--- start Input rows ---

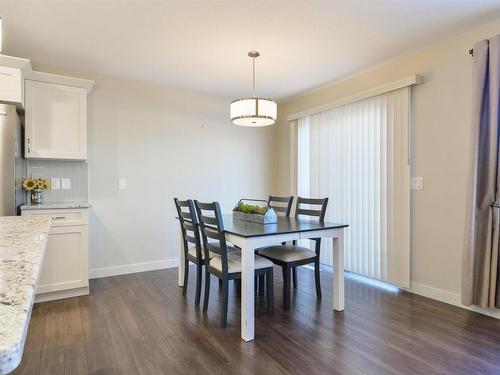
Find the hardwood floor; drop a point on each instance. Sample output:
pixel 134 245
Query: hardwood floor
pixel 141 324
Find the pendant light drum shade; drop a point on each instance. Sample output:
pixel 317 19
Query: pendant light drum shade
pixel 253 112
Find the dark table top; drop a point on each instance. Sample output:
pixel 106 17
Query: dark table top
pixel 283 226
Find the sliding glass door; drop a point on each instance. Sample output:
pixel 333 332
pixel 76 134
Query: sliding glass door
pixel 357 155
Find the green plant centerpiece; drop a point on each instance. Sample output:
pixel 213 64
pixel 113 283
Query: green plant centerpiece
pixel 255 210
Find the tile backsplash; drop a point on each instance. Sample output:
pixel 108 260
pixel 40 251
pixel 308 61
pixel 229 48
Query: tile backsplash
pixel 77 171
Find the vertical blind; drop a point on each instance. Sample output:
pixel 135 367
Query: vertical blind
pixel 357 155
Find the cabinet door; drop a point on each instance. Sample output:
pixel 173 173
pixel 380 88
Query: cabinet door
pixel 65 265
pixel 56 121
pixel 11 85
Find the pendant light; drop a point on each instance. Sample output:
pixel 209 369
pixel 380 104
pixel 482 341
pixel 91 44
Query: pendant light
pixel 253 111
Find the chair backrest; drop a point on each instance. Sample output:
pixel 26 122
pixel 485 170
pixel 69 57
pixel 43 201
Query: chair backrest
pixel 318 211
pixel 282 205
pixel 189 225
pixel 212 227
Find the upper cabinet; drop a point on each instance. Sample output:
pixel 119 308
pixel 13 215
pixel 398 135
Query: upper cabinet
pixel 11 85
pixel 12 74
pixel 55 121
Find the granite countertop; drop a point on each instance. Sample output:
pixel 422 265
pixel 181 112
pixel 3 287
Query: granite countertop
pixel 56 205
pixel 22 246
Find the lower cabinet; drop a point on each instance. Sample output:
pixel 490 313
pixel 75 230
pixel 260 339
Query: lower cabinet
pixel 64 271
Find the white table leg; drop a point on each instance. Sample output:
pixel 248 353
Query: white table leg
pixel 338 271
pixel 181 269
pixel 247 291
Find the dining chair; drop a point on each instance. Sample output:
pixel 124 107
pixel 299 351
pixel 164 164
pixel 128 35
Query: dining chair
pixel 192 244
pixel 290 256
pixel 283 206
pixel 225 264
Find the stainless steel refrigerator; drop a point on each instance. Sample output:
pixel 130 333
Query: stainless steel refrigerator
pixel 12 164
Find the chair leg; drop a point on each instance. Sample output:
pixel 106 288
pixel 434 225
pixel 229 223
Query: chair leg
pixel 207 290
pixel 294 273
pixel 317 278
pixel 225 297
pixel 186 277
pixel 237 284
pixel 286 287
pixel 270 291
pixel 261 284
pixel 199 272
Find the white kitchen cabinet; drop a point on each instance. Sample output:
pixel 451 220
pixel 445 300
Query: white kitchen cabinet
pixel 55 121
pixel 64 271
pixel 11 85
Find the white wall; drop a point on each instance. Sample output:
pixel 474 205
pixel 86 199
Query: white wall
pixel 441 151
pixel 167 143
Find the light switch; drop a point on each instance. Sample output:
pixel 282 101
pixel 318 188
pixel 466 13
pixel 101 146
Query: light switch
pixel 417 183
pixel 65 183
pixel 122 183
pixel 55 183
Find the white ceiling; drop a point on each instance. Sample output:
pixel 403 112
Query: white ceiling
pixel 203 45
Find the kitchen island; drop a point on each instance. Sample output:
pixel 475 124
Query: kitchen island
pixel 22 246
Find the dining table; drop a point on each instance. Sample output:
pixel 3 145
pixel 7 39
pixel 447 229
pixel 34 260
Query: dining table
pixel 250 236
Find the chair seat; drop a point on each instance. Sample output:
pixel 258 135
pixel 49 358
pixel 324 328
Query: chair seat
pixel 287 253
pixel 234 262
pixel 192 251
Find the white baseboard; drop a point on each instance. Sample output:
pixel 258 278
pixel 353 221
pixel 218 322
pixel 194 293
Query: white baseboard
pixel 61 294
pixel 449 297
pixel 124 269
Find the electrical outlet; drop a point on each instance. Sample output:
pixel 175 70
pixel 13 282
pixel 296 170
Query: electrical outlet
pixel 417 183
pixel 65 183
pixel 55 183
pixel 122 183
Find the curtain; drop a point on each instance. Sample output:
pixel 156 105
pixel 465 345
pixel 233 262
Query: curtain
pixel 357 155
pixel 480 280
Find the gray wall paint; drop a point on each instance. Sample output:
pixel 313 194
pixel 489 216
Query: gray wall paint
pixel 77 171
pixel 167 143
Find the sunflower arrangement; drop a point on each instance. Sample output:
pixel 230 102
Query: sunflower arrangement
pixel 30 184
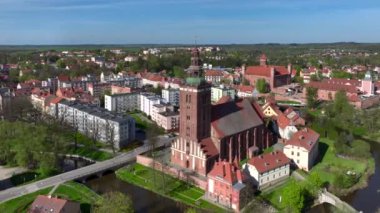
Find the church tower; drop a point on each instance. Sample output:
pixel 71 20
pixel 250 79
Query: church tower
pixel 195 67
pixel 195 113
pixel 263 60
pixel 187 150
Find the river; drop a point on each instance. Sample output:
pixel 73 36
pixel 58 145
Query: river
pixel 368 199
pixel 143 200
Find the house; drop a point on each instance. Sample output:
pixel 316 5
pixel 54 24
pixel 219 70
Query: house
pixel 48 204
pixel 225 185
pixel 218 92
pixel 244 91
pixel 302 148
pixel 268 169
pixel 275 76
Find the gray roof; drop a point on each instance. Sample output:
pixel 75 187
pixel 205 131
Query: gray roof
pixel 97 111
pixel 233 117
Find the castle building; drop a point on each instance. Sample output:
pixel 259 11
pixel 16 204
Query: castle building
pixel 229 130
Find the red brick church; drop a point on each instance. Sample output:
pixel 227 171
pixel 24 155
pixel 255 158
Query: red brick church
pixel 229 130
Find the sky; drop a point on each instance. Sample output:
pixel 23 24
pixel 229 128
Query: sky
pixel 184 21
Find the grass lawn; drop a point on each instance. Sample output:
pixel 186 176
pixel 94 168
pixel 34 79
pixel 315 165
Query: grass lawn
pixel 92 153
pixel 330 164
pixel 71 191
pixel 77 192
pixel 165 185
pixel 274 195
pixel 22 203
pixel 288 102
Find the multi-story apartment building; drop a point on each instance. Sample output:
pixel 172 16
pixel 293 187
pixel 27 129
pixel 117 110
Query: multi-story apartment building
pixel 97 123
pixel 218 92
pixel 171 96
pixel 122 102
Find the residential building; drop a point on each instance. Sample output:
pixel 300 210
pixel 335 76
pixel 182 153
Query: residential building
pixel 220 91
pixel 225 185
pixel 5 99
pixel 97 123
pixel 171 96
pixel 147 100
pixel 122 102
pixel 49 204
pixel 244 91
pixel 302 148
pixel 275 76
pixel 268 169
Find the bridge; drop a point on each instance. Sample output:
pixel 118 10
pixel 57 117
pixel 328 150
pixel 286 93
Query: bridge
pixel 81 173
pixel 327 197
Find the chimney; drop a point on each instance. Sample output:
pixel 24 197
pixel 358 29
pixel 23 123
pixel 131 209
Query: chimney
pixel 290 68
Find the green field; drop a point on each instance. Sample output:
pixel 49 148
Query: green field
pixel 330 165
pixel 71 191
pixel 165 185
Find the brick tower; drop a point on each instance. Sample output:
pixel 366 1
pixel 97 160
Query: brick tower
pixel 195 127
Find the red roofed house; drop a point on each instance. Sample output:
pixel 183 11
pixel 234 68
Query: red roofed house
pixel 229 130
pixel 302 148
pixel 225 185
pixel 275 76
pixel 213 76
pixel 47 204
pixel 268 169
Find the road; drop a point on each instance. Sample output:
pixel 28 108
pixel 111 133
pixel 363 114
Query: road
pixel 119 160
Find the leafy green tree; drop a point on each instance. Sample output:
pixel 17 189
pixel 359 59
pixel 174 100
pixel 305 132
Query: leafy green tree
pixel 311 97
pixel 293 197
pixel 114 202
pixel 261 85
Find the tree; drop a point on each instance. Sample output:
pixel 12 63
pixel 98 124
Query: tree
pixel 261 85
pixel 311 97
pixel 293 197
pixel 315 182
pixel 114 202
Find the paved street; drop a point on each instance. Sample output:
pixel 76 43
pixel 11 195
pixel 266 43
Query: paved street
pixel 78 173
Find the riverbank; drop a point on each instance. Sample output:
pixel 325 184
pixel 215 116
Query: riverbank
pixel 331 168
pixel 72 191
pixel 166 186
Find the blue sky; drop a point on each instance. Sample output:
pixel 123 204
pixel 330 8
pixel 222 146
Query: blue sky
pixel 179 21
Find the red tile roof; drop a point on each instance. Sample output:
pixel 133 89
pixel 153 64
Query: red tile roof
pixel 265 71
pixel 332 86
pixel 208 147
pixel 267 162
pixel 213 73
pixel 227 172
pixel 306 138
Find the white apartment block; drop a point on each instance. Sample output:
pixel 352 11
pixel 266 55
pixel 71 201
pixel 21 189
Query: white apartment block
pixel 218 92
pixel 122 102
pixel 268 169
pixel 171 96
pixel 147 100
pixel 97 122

--- end Input rows ---
--- start Input rows ---

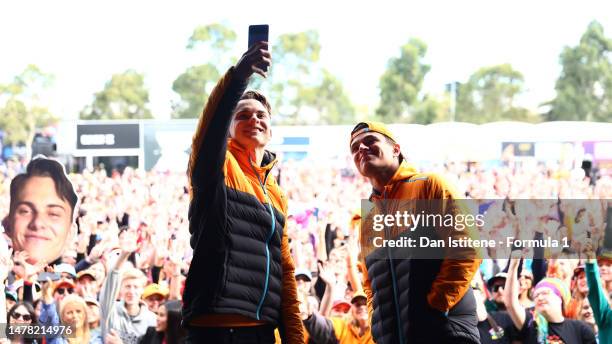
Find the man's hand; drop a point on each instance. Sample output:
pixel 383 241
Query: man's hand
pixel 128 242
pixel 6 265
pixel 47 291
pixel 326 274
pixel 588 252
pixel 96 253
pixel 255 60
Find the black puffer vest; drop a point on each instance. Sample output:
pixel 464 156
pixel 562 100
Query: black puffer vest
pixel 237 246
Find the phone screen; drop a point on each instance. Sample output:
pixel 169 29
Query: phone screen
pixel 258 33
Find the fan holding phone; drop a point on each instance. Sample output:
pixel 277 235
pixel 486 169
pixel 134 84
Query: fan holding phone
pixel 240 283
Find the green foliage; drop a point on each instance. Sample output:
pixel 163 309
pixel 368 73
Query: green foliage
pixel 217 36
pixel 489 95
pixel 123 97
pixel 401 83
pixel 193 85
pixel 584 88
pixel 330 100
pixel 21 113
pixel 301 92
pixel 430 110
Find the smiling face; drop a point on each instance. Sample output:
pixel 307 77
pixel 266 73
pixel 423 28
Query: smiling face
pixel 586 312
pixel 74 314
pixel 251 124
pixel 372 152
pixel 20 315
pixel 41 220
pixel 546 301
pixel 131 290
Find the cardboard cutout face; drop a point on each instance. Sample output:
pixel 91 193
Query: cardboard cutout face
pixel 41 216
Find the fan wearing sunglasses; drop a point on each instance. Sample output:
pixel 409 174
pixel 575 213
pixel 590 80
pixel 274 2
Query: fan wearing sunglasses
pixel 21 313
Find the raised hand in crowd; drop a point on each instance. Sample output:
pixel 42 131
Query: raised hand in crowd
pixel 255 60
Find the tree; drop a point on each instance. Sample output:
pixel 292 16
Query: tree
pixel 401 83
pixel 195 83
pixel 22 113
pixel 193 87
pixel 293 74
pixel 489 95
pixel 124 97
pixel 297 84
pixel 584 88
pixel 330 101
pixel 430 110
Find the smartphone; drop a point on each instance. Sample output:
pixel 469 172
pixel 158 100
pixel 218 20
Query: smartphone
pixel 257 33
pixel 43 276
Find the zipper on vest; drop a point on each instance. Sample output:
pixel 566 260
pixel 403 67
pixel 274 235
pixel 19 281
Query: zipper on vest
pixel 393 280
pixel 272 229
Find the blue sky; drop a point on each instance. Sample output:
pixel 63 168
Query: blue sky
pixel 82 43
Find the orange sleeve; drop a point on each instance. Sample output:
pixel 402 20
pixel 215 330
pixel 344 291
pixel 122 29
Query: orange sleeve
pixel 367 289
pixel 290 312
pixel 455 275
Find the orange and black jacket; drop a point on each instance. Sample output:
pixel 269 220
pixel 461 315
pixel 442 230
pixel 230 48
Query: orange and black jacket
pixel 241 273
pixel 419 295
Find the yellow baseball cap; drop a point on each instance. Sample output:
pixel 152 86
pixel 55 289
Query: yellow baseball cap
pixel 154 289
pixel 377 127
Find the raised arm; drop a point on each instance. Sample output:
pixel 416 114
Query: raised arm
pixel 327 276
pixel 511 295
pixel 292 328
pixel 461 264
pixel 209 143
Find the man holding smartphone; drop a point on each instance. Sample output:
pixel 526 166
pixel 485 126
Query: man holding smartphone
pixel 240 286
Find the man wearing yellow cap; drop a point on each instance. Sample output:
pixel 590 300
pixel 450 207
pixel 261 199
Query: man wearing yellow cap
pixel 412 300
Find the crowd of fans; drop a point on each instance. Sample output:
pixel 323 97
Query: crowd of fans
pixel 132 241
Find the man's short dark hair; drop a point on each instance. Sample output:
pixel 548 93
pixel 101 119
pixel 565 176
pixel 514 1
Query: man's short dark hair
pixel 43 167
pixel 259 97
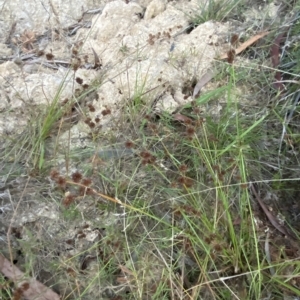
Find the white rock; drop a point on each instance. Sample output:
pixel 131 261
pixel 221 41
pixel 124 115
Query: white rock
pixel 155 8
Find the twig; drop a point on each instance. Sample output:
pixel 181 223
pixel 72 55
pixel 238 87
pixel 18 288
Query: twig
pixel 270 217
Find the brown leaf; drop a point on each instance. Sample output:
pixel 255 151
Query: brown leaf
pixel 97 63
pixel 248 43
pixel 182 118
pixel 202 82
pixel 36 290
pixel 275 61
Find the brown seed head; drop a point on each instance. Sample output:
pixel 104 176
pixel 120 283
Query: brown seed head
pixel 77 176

--- end Input rows ---

*Objective*.
Identify every line of the entries above that holds the word "drum", and copy each of those lines.

*Output for this exercise*.
Find the pendant light drum shade; drop a point on each instance. Sample output:
Query: pendant light drum shade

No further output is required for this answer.